### Description of the task:
Write out every line of the material below again, with each answer coordinate multiplied by 0.9 and rounded to a whole number (halves round up), and leave the pictures out. Keep the numbers in the format sample as they are.

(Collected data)
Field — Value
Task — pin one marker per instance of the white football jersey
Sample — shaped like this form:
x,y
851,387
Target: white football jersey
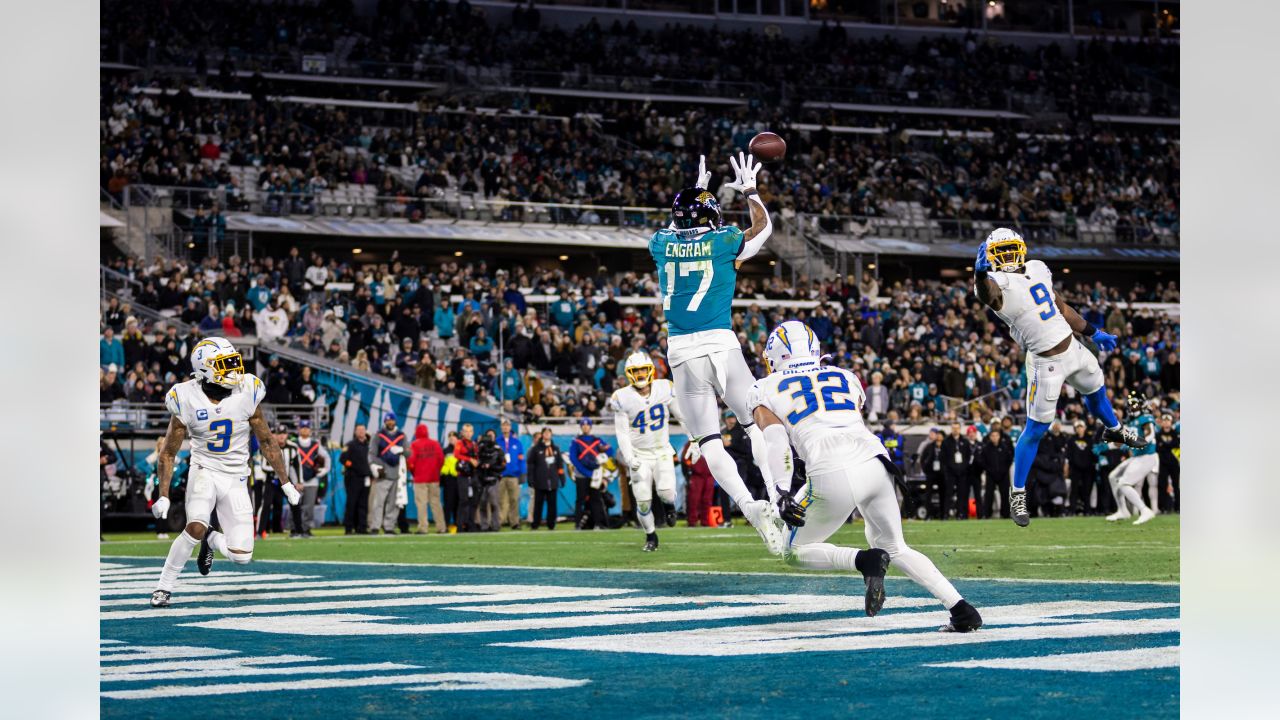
x,y
1031,309
821,408
218,431
648,418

### Task result:
Field — Value
Task — pin one marker per instance of the white football jersey
Sample — shaped like this form:
x,y
851,387
Target: white football jersey
x,y
928,278
739,367
196,388
583,376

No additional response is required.